*Required actions:*
- 1) In one to three sentences, explain what the Combat Shield program offers operational units, according to the text on the 53rd Electronic Warfare Group.
- 2) In the text on the 53rd Electronic Warfare Group, what does the group's Latin motto mean in English?
- 3) From the text on the 53rd Electronic Warfare Group, set down word for word the stretch from "Unit Name:53rd Electronic" through "17 September 1942)".

53rd Electronic Warfare Group explained

Unit Name:53rd Electronic Warfare Group
Dates:1941–1944; 1947–1949; 1952–1982; 1982–1991; 1993–1998; 1998–2021
Motto:Victoria per Observatiam Latin Victory through Observation[1]
Follow Me[2]
Decorations:Air Force Outstanding Unit Award
Air Force Organizational Excellence Award
Battles:American Theater of World War II Mediterranean Theater of Operations
Identification Symbol Label:Patch with 53rd Electronic Warfare Group emblem[3]
Identification Symbol 2 Label:Patch with 68th Electronic Warfare Group emblem
Identification Symbol 3 Label:68th Air Refueling Wing emblem (approved c. December 1986)[4] [5]
Identification Symbol 4 Label:68th Air Refueling Group emblem (approved September 1982)[6]
Identification Symbol 5 Label:Patch with 68th Bombardment Wing emblem (approved 3 October 1952)
Identification Symbol 6 Label:Emblem of the 68th Reconnaissance Group (approved 17 September 1942)

The 53rd Electronic Warfare Group was a component of the 53rd Wing of the Air Force Warfare Center, Air Combat Command, headquartered at Eglin Air Force Base, Florida.

The group was responsible for providing operational, technical and maintenance electronic warfare (EW) expertise for the combat air forces and for systems engineering, testing, evaluation, tactics development, employment, capability and technology assessment. This includes the wartime responsibility for emergency reprogramming and dissemination of EW system mission data software for combat aircraft. The group managed the Combat Shield Electronic Warfare Assessment Program for combat aircraft EW systems. Combat Shield provides operational units a system-specific capability assessment for their radar warning receivers, electronic attack pods, and integrated EW systems.

Established in 1941, the unit traces its lineage and heritage the 68th Strategic Reconnaissance Group; the 68th Air Refueling Group; the 68th Bombardment Wing, Heavy, and the 68th Electronic Combat Group.

*Material provided:*
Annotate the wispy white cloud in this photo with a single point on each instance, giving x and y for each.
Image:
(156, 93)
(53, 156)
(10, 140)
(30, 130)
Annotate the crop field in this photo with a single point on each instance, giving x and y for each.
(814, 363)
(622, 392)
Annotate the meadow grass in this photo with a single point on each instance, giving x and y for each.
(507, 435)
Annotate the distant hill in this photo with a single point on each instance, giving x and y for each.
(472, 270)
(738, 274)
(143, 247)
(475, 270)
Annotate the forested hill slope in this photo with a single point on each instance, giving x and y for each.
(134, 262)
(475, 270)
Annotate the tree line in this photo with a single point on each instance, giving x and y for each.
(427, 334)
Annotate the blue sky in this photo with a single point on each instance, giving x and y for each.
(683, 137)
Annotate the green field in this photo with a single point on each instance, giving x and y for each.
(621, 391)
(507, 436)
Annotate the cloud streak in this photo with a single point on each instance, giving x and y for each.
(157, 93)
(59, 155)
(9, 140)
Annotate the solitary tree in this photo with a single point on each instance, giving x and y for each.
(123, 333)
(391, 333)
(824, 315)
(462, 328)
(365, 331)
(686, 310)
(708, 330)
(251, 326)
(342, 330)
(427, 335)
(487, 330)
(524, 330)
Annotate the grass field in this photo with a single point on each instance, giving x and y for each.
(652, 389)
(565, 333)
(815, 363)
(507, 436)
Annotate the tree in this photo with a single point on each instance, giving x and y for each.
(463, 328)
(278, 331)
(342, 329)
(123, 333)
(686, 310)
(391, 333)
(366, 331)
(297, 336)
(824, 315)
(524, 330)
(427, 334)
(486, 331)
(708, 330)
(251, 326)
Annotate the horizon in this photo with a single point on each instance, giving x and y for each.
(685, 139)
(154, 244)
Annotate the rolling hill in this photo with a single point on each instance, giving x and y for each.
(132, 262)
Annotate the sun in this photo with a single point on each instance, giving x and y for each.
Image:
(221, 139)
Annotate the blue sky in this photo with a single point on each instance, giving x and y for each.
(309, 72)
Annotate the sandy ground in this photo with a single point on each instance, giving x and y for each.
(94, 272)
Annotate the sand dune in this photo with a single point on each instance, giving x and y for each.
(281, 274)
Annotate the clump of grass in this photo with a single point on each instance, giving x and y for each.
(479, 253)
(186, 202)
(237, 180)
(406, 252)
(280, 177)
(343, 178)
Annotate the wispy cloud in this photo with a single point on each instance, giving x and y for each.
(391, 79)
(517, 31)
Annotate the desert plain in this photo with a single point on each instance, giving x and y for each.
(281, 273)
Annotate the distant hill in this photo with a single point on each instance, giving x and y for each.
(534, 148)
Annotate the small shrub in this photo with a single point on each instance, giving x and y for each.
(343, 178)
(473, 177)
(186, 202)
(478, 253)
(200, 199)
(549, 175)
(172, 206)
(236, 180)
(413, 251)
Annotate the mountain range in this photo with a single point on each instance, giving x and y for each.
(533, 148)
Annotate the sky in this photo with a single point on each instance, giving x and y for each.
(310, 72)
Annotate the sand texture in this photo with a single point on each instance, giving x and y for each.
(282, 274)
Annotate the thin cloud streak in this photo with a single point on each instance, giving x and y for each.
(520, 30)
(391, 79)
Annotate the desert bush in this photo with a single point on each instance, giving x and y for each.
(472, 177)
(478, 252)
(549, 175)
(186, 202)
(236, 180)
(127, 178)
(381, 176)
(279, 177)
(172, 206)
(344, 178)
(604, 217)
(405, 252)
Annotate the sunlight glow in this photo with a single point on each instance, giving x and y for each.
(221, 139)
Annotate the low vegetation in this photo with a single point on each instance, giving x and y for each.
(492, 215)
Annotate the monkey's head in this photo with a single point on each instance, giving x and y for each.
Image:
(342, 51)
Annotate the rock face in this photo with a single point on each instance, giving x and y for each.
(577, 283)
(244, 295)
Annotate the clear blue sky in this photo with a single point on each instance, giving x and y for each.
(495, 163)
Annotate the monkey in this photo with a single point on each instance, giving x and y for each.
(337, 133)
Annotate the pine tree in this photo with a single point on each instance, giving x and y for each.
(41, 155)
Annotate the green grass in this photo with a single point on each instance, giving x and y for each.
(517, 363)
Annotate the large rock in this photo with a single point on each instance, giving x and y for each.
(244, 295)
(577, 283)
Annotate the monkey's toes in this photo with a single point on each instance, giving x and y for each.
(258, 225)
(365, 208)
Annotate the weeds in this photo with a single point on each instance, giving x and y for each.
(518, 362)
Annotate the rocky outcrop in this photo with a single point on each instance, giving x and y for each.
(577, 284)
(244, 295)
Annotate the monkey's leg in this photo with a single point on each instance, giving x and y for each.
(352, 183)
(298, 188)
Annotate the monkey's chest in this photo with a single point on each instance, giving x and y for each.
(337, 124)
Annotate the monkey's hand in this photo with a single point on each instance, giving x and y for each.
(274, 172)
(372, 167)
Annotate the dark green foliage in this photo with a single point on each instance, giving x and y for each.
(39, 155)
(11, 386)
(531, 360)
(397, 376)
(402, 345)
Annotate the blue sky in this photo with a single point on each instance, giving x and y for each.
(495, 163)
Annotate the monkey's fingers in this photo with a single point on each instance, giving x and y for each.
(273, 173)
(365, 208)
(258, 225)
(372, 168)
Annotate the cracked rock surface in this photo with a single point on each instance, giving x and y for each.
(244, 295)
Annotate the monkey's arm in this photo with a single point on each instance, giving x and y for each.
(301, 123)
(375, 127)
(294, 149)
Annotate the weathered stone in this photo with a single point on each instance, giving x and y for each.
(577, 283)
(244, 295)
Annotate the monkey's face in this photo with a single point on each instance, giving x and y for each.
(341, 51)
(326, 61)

*Complete answers:*
- 1) Combat Shield gives operational units a system-specific assessment of the capability of their electronic warfare systems. It covers their radar warning receivers, electronic attack pods, and integrated EW systems.

- 2) Victory through Observation.

- 3)
Unit Name:53rd Electronic Warfare Group
Dates:1941–1944; 1947–1949; 1952–1982; 1982–1991; 1993–1998; 1998–2021
Motto:Victoria per Observatiam Latin Victory through Observation[1]
Follow Me[2]
Decorations:Air Force Outstanding Unit Award
Air Force Organizational Excellence Award
Battles:American Theater of World War II Mediterranean Theater of Operations
Identification Symbol Label:Patch with 53rd Electronic Warfare Group emblem[3]
Identification Symbol 2 Label:Patch with 68th Electronic Warfare Group emblem
Identification Symbol 3 Label:68th Air Refueling Wing emblem (approved c. December 1986)[4] [5]
Identification Symbol 4 Label:68th Air Refueling Group emblem (approved September 1982)[6]
Identification Symbol 5 Label:Patch with 68th Bombardment Wing emblem (approved 3 October 1952)
Identification Symbol 6 Label:Emblem of the 68th Reconnaissance Group (approved 17 September 1942)